--- Exercise requirements ---
Render the records as a numbered list, starting at their beginning and stopping after the line that contains "157 208 L 159". Include both ends, omit blank lines, and leave the pictures out of the answer.

--- Task material ---
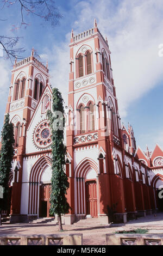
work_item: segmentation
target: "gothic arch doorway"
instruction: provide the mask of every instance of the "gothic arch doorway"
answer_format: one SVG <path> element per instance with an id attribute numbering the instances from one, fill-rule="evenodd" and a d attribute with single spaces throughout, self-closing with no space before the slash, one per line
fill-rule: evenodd
<path id="1" fill-rule="evenodd" d="M 157 208 L 159 210 L 163 211 L 163 176 L 161 174 L 156 174 L 151 182 L 155 190 L 155 200 Z"/>
<path id="2" fill-rule="evenodd" d="M 30 174 L 28 215 L 49 217 L 51 160 L 41 157 L 32 168 Z"/>
<path id="3" fill-rule="evenodd" d="M 75 172 L 75 214 L 97 217 L 99 192 L 97 167 L 89 159 L 83 160 Z"/>

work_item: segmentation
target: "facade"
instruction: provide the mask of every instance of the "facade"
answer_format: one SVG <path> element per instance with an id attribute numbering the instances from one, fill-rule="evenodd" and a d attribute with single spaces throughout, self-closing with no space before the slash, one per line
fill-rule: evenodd
<path id="1" fill-rule="evenodd" d="M 65 223 L 85 217 L 108 223 L 150 214 L 157 208 L 152 169 L 136 155 L 132 127 L 121 124 L 107 39 L 93 28 L 71 33 L 66 112 L 65 172 L 71 209 Z M 46 111 L 52 107 L 47 65 L 33 55 L 15 61 L 6 113 L 14 125 L 15 155 L 11 171 L 10 220 L 49 217 L 52 175 L 51 130 Z"/>
<path id="2" fill-rule="evenodd" d="M 135 152 L 135 156 L 148 166 L 151 186 L 156 191 L 156 204 L 159 210 L 163 210 L 163 151 L 156 144 L 153 151 L 149 151 L 147 146 L 146 152 L 143 152 L 140 147 Z M 159 195 L 160 194 L 160 195 Z"/>

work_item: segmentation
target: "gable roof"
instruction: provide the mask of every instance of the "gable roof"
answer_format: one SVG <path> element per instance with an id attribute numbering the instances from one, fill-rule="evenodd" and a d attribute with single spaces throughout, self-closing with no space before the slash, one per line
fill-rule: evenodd
<path id="1" fill-rule="evenodd" d="M 41 102 L 42 102 L 42 101 L 43 100 L 43 99 L 44 98 L 45 96 L 46 95 L 49 95 L 51 97 L 52 97 L 52 89 L 50 87 L 50 86 L 48 85 L 48 84 L 47 84 L 45 89 L 43 90 L 43 91 L 42 92 L 42 93 L 41 95 L 41 97 L 40 98 L 40 100 L 39 100 L 38 102 L 37 102 L 37 106 L 36 106 L 36 108 L 34 110 L 34 113 L 33 113 L 33 115 L 32 116 L 32 118 L 30 118 L 30 120 L 28 124 L 28 126 L 27 127 L 27 130 L 26 131 L 28 131 L 30 127 L 30 126 L 38 111 L 38 109 L 40 108 L 40 105 L 41 104 Z"/>

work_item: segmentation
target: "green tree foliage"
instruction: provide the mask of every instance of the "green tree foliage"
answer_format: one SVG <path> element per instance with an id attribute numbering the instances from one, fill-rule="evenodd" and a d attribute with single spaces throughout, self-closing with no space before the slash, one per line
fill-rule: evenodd
<path id="1" fill-rule="evenodd" d="M 48 111 L 47 117 L 52 130 L 52 176 L 51 192 L 50 214 L 57 214 L 59 230 L 62 230 L 61 216 L 68 213 L 70 208 L 66 198 L 69 187 L 68 179 L 64 172 L 66 147 L 64 143 L 65 118 L 63 99 L 57 88 L 53 88 L 52 112 Z"/>
<path id="2" fill-rule="evenodd" d="M 8 207 L 9 179 L 14 156 L 14 127 L 9 122 L 9 114 L 5 115 L 2 132 L 2 147 L 0 157 L 0 186 L 3 188 L 3 197 L 0 199 L 0 214 Z"/>

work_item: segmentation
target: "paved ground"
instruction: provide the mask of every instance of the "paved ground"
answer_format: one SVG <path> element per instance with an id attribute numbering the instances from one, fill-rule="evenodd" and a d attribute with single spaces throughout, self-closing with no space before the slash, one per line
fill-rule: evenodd
<path id="1" fill-rule="evenodd" d="M 163 234 L 163 212 L 158 213 L 156 216 L 148 215 L 126 224 L 114 224 L 111 227 L 78 227 L 77 224 L 63 225 L 64 233 L 82 233 L 84 245 L 104 245 L 105 234 L 112 233 L 119 229 L 128 230 L 137 228 L 148 229 L 149 234 Z M 0 226 L 0 234 L 60 234 L 58 230 L 58 225 L 54 223 L 5 224 Z"/>

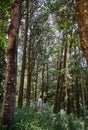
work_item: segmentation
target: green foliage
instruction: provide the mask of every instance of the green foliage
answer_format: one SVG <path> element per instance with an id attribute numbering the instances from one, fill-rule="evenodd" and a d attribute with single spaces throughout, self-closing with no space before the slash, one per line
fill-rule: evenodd
<path id="1" fill-rule="evenodd" d="M 35 102 L 31 103 L 31 107 L 16 108 L 14 124 L 9 130 L 83 130 L 83 124 L 73 114 L 66 115 L 63 110 L 53 114 L 49 104 L 44 104 L 43 110 L 38 112 Z"/>
<path id="2" fill-rule="evenodd" d="M 54 118 L 54 130 L 83 130 L 83 123 L 73 114 L 61 110 Z"/>

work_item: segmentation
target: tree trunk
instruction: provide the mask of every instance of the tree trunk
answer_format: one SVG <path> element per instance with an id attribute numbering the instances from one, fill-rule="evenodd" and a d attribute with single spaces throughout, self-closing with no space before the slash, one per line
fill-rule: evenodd
<path id="1" fill-rule="evenodd" d="M 88 62 L 88 0 L 76 0 L 76 16 L 81 46 Z"/>
<path id="2" fill-rule="evenodd" d="M 19 87 L 19 95 L 18 95 L 19 107 L 22 107 L 23 105 L 23 88 L 24 88 L 24 75 L 25 75 L 25 66 L 26 66 L 26 47 L 27 47 L 27 32 L 28 32 L 28 7 L 29 7 L 29 1 L 27 0 L 26 1 L 27 14 L 26 14 L 26 20 L 25 20 L 24 48 L 23 48 L 20 87 Z"/>
<path id="3" fill-rule="evenodd" d="M 20 21 L 20 3 L 14 0 L 11 12 L 11 23 L 8 30 L 7 71 L 5 94 L 2 108 L 2 125 L 11 125 L 14 118 L 16 92 L 17 38 Z"/>
<path id="4" fill-rule="evenodd" d="M 62 65 L 62 53 L 63 53 L 63 49 L 61 50 L 61 55 L 58 57 L 57 60 L 57 70 L 61 70 L 61 65 Z M 61 93 L 62 93 L 62 88 L 60 86 L 60 80 L 61 80 L 61 76 L 60 73 L 57 76 L 57 86 L 56 86 L 56 91 L 55 91 L 55 101 L 54 101 L 54 113 L 58 113 L 60 111 L 60 103 L 61 103 Z"/>
<path id="5" fill-rule="evenodd" d="M 44 89 L 45 89 L 45 64 L 43 63 L 43 68 L 42 68 L 42 99 L 44 98 Z"/>

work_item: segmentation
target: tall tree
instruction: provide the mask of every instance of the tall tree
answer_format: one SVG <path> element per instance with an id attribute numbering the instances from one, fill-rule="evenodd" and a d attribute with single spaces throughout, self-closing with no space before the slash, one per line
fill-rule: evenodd
<path id="1" fill-rule="evenodd" d="M 17 39 L 20 22 L 20 1 L 14 0 L 11 11 L 11 23 L 8 29 L 7 71 L 5 94 L 2 108 L 2 125 L 11 125 L 14 118 L 16 70 L 17 70 Z"/>
<path id="2" fill-rule="evenodd" d="M 76 0 L 76 16 L 81 46 L 88 62 L 88 0 Z"/>
<path id="3" fill-rule="evenodd" d="M 18 106 L 19 107 L 22 107 L 22 105 L 23 105 L 23 88 L 24 88 L 24 75 L 25 75 L 25 67 L 26 67 L 26 47 L 27 47 L 27 33 L 28 33 L 28 7 L 29 7 L 29 1 L 27 0 L 26 1 L 27 14 L 26 14 L 26 19 L 25 19 L 24 48 L 23 48 L 20 87 L 19 87 L 19 95 L 18 95 Z"/>

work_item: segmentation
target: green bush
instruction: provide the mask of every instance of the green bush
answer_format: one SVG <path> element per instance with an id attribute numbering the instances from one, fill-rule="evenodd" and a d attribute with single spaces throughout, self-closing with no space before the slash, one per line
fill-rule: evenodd
<path id="1" fill-rule="evenodd" d="M 30 107 L 16 108 L 14 124 L 9 130 L 83 130 L 82 121 L 73 114 L 66 115 L 63 110 L 53 114 L 52 111 L 52 106 L 44 104 L 43 110 L 38 112 L 36 102 Z"/>

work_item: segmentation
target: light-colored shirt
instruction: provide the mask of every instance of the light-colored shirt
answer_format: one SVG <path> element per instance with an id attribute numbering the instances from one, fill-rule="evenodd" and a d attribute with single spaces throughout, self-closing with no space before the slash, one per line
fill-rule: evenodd
<path id="1" fill-rule="evenodd" d="M 42 106 L 42 99 L 41 98 L 38 98 L 38 106 Z"/>

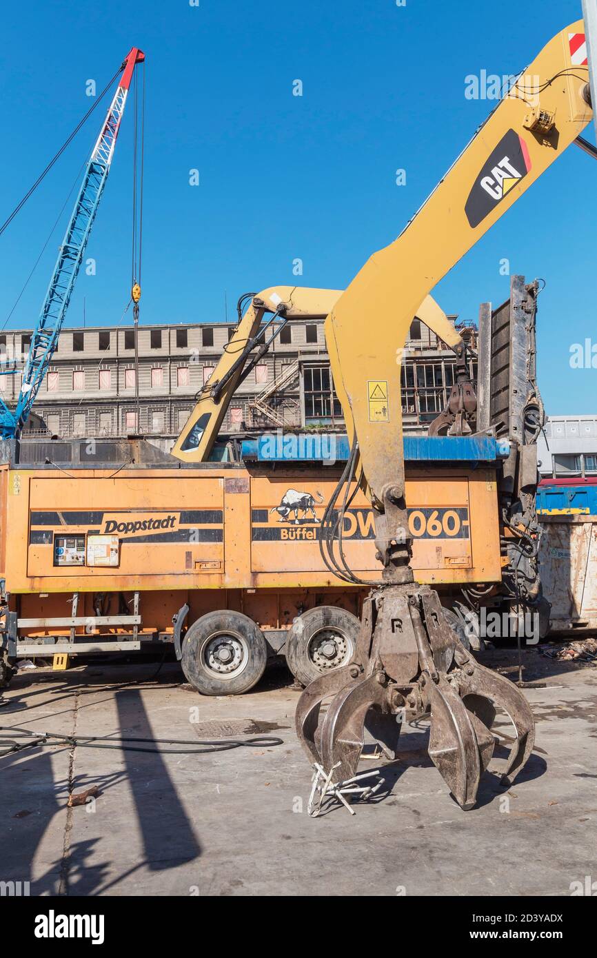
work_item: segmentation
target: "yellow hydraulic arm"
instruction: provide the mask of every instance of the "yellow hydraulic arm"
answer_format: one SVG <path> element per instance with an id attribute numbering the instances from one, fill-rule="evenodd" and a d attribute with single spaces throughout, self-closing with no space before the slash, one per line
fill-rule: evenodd
<path id="1" fill-rule="evenodd" d="M 246 371 L 250 347 L 259 333 L 266 314 L 280 322 L 291 319 L 323 319 L 328 316 L 339 297 L 341 289 L 310 289 L 301 286 L 270 286 L 251 298 L 250 305 L 239 321 L 230 342 L 214 370 L 209 381 L 199 395 L 198 401 L 187 420 L 174 444 L 172 455 L 190 463 L 202 463 L 209 459 L 222 420 L 235 390 Z M 421 319 L 454 349 L 464 354 L 464 344 L 449 323 L 445 312 L 430 296 L 416 312 Z M 255 343 L 259 353 L 260 346 Z M 261 349 L 265 352 L 267 340 L 264 338 Z M 350 410 L 345 410 L 350 421 Z"/>
<path id="2" fill-rule="evenodd" d="M 401 362 L 410 322 L 436 284 L 590 121 L 588 69 L 575 54 L 584 33 L 577 21 L 541 50 L 414 219 L 371 257 L 326 320 L 335 389 L 379 513 L 380 558 L 402 566 L 396 581 L 408 579 Z"/>

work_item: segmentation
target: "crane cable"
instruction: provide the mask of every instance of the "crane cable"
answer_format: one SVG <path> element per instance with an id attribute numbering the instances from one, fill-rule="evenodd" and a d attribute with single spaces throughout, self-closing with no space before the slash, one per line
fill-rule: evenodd
<path id="1" fill-rule="evenodd" d="M 137 73 L 134 80 L 134 126 L 132 154 L 132 241 L 130 255 L 130 299 L 135 337 L 135 412 L 136 432 L 140 431 L 141 410 L 139 403 L 139 300 L 141 299 L 141 262 L 143 253 L 143 168 L 145 140 L 145 62 L 143 63 L 143 88 L 141 94 L 141 122 L 139 122 L 139 84 Z M 141 146 L 139 146 L 141 127 Z M 138 194 L 138 198 L 137 198 Z"/>
<path id="2" fill-rule="evenodd" d="M 62 153 L 64 152 L 64 150 L 68 147 L 69 143 L 71 143 L 71 141 L 74 140 L 74 138 L 77 136 L 77 134 L 78 134 L 79 130 L 80 129 L 80 127 L 89 119 L 89 117 L 91 116 L 91 114 L 95 110 L 96 106 L 101 103 L 102 99 L 104 97 L 104 95 L 109 90 L 109 88 L 111 87 L 112 83 L 114 82 L 114 80 L 116 80 L 116 78 L 119 76 L 119 74 L 121 72 L 122 72 L 122 70 L 119 67 L 119 69 L 116 71 L 116 73 L 114 74 L 114 76 L 108 80 L 108 82 L 106 83 L 106 85 L 103 87 L 103 89 L 102 90 L 102 93 L 97 98 L 97 100 L 95 101 L 95 103 L 93 103 L 93 105 L 89 107 L 89 109 L 85 113 L 85 115 L 82 118 L 82 120 L 80 120 L 78 123 L 78 125 L 75 126 L 75 129 L 73 130 L 73 132 L 64 141 L 64 143 L 62 144 L 62 146 L 58 149 L 57 153 L 56 153 L 53 156 L 53 158 L 50 160 L 50 162 L 48 163 L 48 165 L 45 168 L 45 170 L 43 170 L 43 171 L 39 174 L 39 176 L 37 177 L 37 179 L 35 180 L 35 182 L 34 183 L 34 185 L 27 191 L 27 193 L 25 194 L 25 195 L 23 196 L 23 198 L 16 204 L 16 206 L 12 210 L 11 214 L 7 217 L 7 219 L 5 219 L 5 221 L 2 223 L 2 225 L 0 225 L 0 236 L 2 236 L 2 234 L 4 233 L 4 231 L 6 230 L 6 228 L 12 222 L 12 220 L 15 217 L 15 216 L 19 212 L 19 210 L 21 210 L 23 208 L 23 206 L 25 205 L 25 203 L 27 202 L 27 200 L 29 199 L 29 197 L 32 195 L 33 193 L 34 193 L 34 191 L 37 189 L 37 187 L 39 186 L 39 184 L 41 183 L 41 181 L 44 179 L 44 177 L 47 175 L 47 173 L 50 172 L 50 171 L 52 170 L 52 167 L 55 165 L 55 163 L 57 162 L 57 160 L 58 160 L 59 157 L 62 155 Z"/>

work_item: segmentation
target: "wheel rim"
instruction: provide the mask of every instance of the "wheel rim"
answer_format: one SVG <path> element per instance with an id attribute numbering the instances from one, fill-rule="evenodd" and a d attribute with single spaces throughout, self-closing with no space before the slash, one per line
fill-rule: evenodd
<path id="1" fill-rule="evenodd" d="M 355 643 L 345 632 L 324 626 L 311 635 L 307 648 L 309 661 L 318 672 L 329 672 L 348 665 L 355 652 Z"/>
<path id="2" fill-rule="evenodd" d="M 225 629 L 212 632 L 199 650 L 203 668 L 215 678 L 224 681 L 236 678 L 247 667 L 249 647 L 238 632 Z"/>

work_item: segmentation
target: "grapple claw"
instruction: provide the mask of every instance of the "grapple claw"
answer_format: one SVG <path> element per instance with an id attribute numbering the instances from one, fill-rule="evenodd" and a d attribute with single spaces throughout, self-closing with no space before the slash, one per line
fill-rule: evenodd
<path id="1" fill-rule="evenodd" d="M 321 758 L 327 771 L 337 765 L 335 782 L 356 774 L 369 710 L 388 711 L 387 689 L 379 684 L 379 677 L 383 678 L 382 673 L 375 673 L 345 686 L 326 713 L 321 730 Z"/>
<path id="2" fill-rule="evenodd" d="M 322 702 L 355 681 L 351 675 L 351 667 L 345 666 L 320 675 L 303 689 L 296 707 L 294 727 L 311 764 L 322 761 L 319 745 Z"/>
<path id="3" fill-rule="evenodd" d="M 535 742 L 528 702 L 508 679 L 471 657 L 446 622 L 436 592 L 389 585 L 367 603 L 360 665 L 322 675 L 299 699 L 296 730 L 303 747 L 326 783 L 338 786 L 337 797 L 342 783 L 356 775 L 365 729 L 395 758 L 402 719 L 430 712 L 429 756 L 459 805 L 471 809 L 494 754 L 495 706 L 517 732 L 504 772 L 509 776 L 522 767 Z M 325 698 L 331 701 L 324 712 Z"/>
<path id="4" fill-rule="evenodd" d="M 431 707 L 429 756 L 463 809 L 476 800 L 481 772 L 494 751 L 494 738 L 471 712 L 445 675 L 425 684 Z"/>
<path id="5" fill-rule="evenodd" d="M 469 700 L 471 699 L 471 705 L 476 706 L 476 708 L 471 709 L 471 711 L 474 711 L 481 721 L 490 728 L 491 724 L 488 724 L 488 719 L 491 716 L 493 722 L 495 709 L 492 706 L 488 710 L 486 706 L 483 706 L 485 712 L 477 711 L 480 696 L 483 696 L 481 701 L 490 699 L 491 703 L 498 705 L 507 713 L 516 729 L 517 741 L 510 752 L 504 770 L 504 775 L 513 777 L 525 764 L 535 744 L 535 719 L 531 706 L 520 690 L 510 679 L 504 678 L 498 673 L 491 672 L 490 669 L 479 665 L 478 662 L 469 671 L 471 673 L 465 673 L 459 680 L 460 694 L 467 708 L 471 708 Z"/>

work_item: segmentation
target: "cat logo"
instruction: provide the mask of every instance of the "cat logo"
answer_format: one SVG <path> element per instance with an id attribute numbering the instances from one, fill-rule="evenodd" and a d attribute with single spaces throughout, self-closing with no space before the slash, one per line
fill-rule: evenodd
<path id="1" fill-rule="evenodd" d="M 526 143 L 514 129 L 509 129 L 488 158 L 469 194 L 465 212 L 472 229 L 524 179 L 530 169 Z"/>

--- Exercise response ---
1. work_item: segmentation
2. target: "gothic arch doorway"
3. instruction: provide the mask of every instance of the "gothic arch doorway"
4. answer_format: one SVG <path> element per instance with an id attribute numbering the instances from one, fill-rule="evenodd" and a d attribute with single spaces throughout, self-closing with no space before the slash, one per line
5. fill-rule: evenodd
6. <path id="1" fill-rule="evenodd" d="M 157 208 L 159 210 L 163 211 L 163 176 L 161 174 L 156 174 L 151 182 L 155 190 L 155 200 Z"/>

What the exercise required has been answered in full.